The BGA Audit

Some of the most common non-compliances on the BGA Shoot Audit

Through hard work and support from the community, we have exceeded our target, with nearly 600 shoots signed up to the BGA already. We are very pleased to say that 50% of those shoots have already received an audit last season and we aim to audit the rest of the remaining member shoots
in the next season.

The BGA encourages registered shoots to embrace the audit process. It is a process to help each shoot understand what abiding to “best practice” means and to make any changes, if necessary, with the help from the auditor. As part of our registration agreement a shoot agrees to adhere to the BGA Assurance scheme standards, and so the assessment is a means of verifying this.

The assessments are carried out by a specialist team from Lloyds Register (formerly Acoura), an independent inspection and certification body. As well as a good background in shooting and agriculture, they have received specialist training from the GWCT.

Following our first season of audits, these were the three most common non-compliances:

1. Not being registered with the Environmental Health Department of Local Authority as a Food Business. 

This is easily solved and is a legal requirement in most circumstances. The shoot should contact the Environmental Health Department of their Local Authority to register as a Food Business

2. Not keeping or incomplete medicine purchase, administration and disposal records. 

This is a legal requirement in all circumstances, the BGA provide a record template for all members to keep records on file, but other formats are acceptable provided all the required information is recorded. It is also a legal requirement that these records must be kept for a minimum of 5 years.

3. Not recording temperatures at least twice daily when a chiller is in use on a shoot.

Not all shoots require a chiller, for example if your game is for personal consumption, this is not required. If you are selling your game, your shoot requires a chiller and the temperature must be recorded twice daily. This can be easily resolved by buying a temperature logger from websites such as Amazon for around £30. Written records are also acceptable.

ASSIGNED TASK 1: Copy the text on the BGA shoot audit, everything from "This is a legal" down to "are also acceptable.", renaming "chiller" to "refrigerator" wherever it occurs.
ASSIGNED TASK 2: Carry on the text on the BGA shoot audit from its final sentence.

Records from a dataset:

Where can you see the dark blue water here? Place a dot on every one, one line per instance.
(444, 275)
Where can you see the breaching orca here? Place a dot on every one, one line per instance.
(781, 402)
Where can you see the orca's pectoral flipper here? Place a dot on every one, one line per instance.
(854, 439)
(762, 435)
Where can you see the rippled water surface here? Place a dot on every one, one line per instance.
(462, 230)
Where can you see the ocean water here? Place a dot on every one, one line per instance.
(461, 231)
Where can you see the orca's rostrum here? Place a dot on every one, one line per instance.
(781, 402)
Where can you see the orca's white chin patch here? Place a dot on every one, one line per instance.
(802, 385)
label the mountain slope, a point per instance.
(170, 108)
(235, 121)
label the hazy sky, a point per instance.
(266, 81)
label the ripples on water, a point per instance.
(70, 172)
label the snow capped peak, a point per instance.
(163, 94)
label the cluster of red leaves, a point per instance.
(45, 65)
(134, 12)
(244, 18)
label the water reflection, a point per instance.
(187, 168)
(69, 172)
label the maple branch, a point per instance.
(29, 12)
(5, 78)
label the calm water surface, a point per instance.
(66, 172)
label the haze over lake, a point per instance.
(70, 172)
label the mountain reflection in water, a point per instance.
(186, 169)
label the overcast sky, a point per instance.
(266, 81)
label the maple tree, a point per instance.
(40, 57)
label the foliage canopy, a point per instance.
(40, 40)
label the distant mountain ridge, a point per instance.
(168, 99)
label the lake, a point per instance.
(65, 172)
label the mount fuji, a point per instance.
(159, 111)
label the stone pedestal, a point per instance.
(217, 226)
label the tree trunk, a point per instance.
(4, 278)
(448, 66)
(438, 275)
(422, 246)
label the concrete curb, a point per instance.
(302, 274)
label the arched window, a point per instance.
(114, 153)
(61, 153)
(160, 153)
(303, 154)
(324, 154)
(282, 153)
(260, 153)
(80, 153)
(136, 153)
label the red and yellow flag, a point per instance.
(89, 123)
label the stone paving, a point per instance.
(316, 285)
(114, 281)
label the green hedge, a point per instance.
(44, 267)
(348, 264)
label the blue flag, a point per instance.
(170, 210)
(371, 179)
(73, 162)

ANSWER SPACE 1:
This is a legal requirement in all circumstances, the BGA provide a record template for all members to keep records on file, but other formats are acceptable provided all the required information is recorded. It is also a legal requirement that these records must be kept for a minimum of 5 years.

3. Not recording temperatures at least twice daily when a refrigerator is in use on a shoot.

Not all shoots require a refrigerator, for example if your game is for personal consumption, this is not required. If you are selling your game, your shoot requires a refrigerator and the temperature must be recorded twice daily. This can be easily resolved by buying a temperature logger from websites such as Amazon for around £30. Written records are also acceptable.

ANSWER SPACE 2:
4. Disposal of Game unfit for human consumption & processed game carcasses

This can only be disposed of by use of an APHA registered and approved incinerator; collection by a member of the National Fallen Stock Company (NFSCO) or via an Approved and Registered Animal By-Product Premises.

Game awaiting incineration or disposal must be stored securely and in a manner that protects them from vermin and other animals.

5. Fixtures and Fittings in the Larder/Chiller

Fixtures and fittings in the in a larder and/chiller must be made of impervious, non-absorbent, washable and nontoxic materials. Metal work must be clean and free of rust. Wooden rails or battens are not acceptable. Floors must be well maintained – no peeling paint, free from cracks, joints with walls sealed. Doors and windows well maintained and vermin proof. Lighting protected or
shatterproof bulbs used.

Prior to an assessment a shoot is notified that they will be contacted to agree a date for an assessment. This notification will include links to information that a shoot may find helpful when preparing for the assessment.

An assessor from Lloyds Register (formerly Acoura) will contact the shoot to agree a time and date for the assessment. Unless there are exceptional circumstances, this must take place within 8 weeks of the first contact by the assessor.